**SET TASK:**
Drop every picture and give the entries back exactly.

**DATA SUPPLIED:**
>> begin

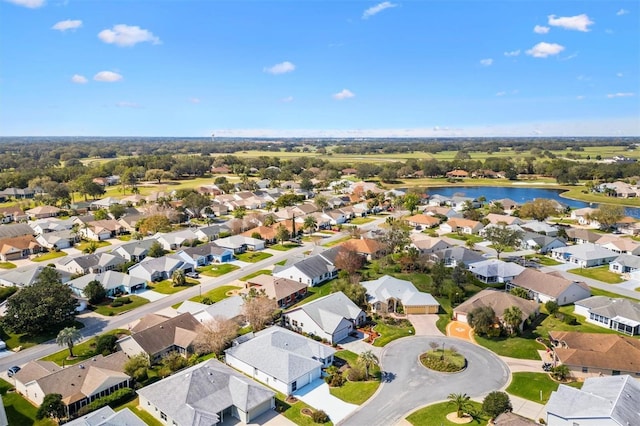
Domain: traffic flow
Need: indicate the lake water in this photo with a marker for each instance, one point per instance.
(518, 194)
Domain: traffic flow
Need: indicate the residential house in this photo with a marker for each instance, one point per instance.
(283, 360)
(499, 301)
(91, 263)
(622, 315)
(41, 212)
(160, 268)
(18, 247)
(454, 256)
(284, 291)
(175, 334)
(584, 255)
(392, 295)
(115, 283)
(464, 226)
(208, 393)
(331, 317)
(79, 384)
(543, 287)
(596, 354)
(602, 401)
(492, 271)
(135, 251)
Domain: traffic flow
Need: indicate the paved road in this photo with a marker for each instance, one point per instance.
(414, 386)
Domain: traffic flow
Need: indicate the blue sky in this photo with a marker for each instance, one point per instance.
(319, 68)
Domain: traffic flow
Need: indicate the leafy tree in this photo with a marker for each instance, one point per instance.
(502, 238)
(52, 407)
(368, 360)
(512, 316)
(482, 319)
(68, 336)
(137, 367)
(95, 291)
(462, 402)
(43, 306)
(496, 403)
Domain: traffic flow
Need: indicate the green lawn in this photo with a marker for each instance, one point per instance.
(20, 412)
(216, 295)
(253, 256)
(389, 333)
(436, 415)
(600, 273)
(217, 270)
(529, 385)
(255, 274)
(166, 286)
(82, 351)
(48, 256)
(361, 220)
(105, 309)
(284, 247)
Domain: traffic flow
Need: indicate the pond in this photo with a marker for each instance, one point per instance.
(518, 194)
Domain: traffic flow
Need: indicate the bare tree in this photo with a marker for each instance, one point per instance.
(215, 335)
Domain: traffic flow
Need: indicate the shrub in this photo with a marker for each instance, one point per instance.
(319, 416)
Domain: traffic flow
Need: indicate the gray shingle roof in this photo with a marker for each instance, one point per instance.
(194, 396)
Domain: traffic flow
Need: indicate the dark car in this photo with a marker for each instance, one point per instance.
(13, 370)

>> end

**RESPONSE:**
Domain: traffic flow
Need: indicate the lake water in this photo with a marker for each instance, one point per instance.
(518, 194)
Domain: traffic flow
Need: indicate the residential house in this photo with a marker for each instance, one point per instance.
(283, 360)
(499, 301)
(91, 263)
(622, 315)
(41, 212)
(160, 268)
(18, 247)
(454, 256)
(284, 291)
(175, 334)
(584, 255)
(392, 295)
(115, 283)
(464, 226)
(208, 393)
(331, 317)
(79, 384)
(543, 287)
(596, 354)
(602, 401)
(492, 271)
(135, 251)
Domain: traffic flow
Need: indicate the paved road in this photo with a marker for each instance, one point per instance.
(414, 386)
Domain: traffic flow
Need: indicate the blue sky in this photo with a marker for each instance, one point per instance.
(319, 68)
Domain: traffic flow
Need: indicate the leafy tree in this photo with a marker for each instance, one point per instance.
(502, 238)
(52, 407)
(368, 360)
(512, 316)
(482, 319)
(68, 336)
(137, 367)
(95, 291)
(462, 402)
(43, 306)
(496, 403)
Domain: traffic flow
Need: indicate the green lawn in this photo with a marker for each instance, one point per instance.
(20, 412)
(216, 295)
(253, 256)
(389, 333)
(436, 415)
(600, 273)
(217, 270)
(529, 385)
(255, 274)
(166, 286)
(82, 351)
(48, 256)
(361, 220)
(105, 309)
(284, 247)
Domain: traffic flow
Need: indicate the pond in this photo with a marker for each instance, one point per instance.
(518, 194)
Domain: traffic flow
Need: indicate the bare tree in this photo with a marker for each instance, one point per instance.
(215, 335)
Domain: traffic flow
Need: indicate the shrub in this photo with a marker for each instance, one point per instance.
(319, 416)
Domain: traffic flow
Need: indicate the gray shingle roof in this photo with a marker for each instance, one point per instance.
(194, 396)
Domain: traffic flow
Need: indicate the dark car in this photo with a marker for each instance, one point per instance.
(13, 370)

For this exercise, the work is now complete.